#### Data shown:
>> begin
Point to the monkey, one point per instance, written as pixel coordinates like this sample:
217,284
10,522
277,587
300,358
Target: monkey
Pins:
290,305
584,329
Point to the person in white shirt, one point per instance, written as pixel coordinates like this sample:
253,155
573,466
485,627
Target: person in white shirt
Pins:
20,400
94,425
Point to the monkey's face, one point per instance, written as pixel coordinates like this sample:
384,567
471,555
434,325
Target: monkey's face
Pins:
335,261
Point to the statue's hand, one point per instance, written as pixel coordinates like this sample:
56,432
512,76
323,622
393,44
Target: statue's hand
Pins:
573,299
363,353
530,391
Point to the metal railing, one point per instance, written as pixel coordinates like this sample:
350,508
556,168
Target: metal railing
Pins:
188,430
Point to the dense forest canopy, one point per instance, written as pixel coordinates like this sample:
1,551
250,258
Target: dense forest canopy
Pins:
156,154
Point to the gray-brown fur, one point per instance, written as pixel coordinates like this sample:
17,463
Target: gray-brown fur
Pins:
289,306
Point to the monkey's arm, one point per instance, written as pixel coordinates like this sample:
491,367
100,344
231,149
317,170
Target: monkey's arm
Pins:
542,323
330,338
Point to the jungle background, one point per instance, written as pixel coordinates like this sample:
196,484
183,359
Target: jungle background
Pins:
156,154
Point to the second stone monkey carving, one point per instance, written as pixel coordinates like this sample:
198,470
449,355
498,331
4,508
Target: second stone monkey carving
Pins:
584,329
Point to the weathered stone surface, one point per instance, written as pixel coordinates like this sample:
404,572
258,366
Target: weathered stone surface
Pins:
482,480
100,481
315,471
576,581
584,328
>> end
#### Set problem:
Recopy the whole listing exactly.

#### Completed task:
Point to the monkey, one point per instance, written as pixel coordinates like this sample:
217,284
10,522
277,587
300,358
Target: monkey
Pins:
290,305
584,329
Point to the person in white shirt, one point per instance, written as pixel coordinates like this sample:
253,155
573,466
485,627
Target: person in white shirt
Pins:
20,400
94,425
Point to the monkey's face, one point per instance, written as pixel coordinates like this sample:
384,567
471,555
434,325
Target: monkey's face
Pins:
335,261
Point to the statue's hand, one point per instance, written as pixel coordinates like this sample:
56,432
512,76
323,622
393,44
Target: statue's hand
Pins:
573,299
363,353
530,391
Point to the metal railing, one point per instance, written as pixel coordinates like this sample:
350,508
556,168
Target: metal railing
Pins:
188,430
Point to the dense forest canopy, one point per instance, written as pixel coordinates like this sample:
1,551
250,258
Target: dense forest canopy
Pins:
156,154
Point to the gray-brown fur, one point per instance, written as pixel coordinates like this sample:
17,463
Target: gray-brown fur
Pins:
289,306
Point to the monkey's arm, one point per instance, written as pixel coordinates like this sample:
491,367
100,344
231,149
317,170
Target: monkey's arm
Pins:
542,323
330,338
Point to the jungle background, one point per instance, written as pixel coordinates like this sample:
196,484
183,359
Target: jungle background
Pins:
156,154
Point to the second stone monkey carving, one point per instance, written as pixel coordinates like this sample:
198,470
449,355
498,331
4,508
Target: second stone monkey carving
Pins:
584,329
Point to the weathered stone surface, one point per instance, written as pixel coordinates like this sample:
404,572
258,366
Target: weathered stone surface
Pins:
482,480
100,481
315,471
576,581
584,328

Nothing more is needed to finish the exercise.